**Data in this exercise:**
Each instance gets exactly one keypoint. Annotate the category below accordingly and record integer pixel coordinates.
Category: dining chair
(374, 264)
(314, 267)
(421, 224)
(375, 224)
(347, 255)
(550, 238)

**Task directions:** Nothing in the material above may be skipped, so reproduce it all exactly.

**Exercise result:**
Each instance gets exactly one keypoint. Annotate the category below accordingly and record integer pixel coordinates.
Category: dining chair
(374, 264)
(314, 267)
(421, 224)
(375, 224)
(347, 255)
(550, 238)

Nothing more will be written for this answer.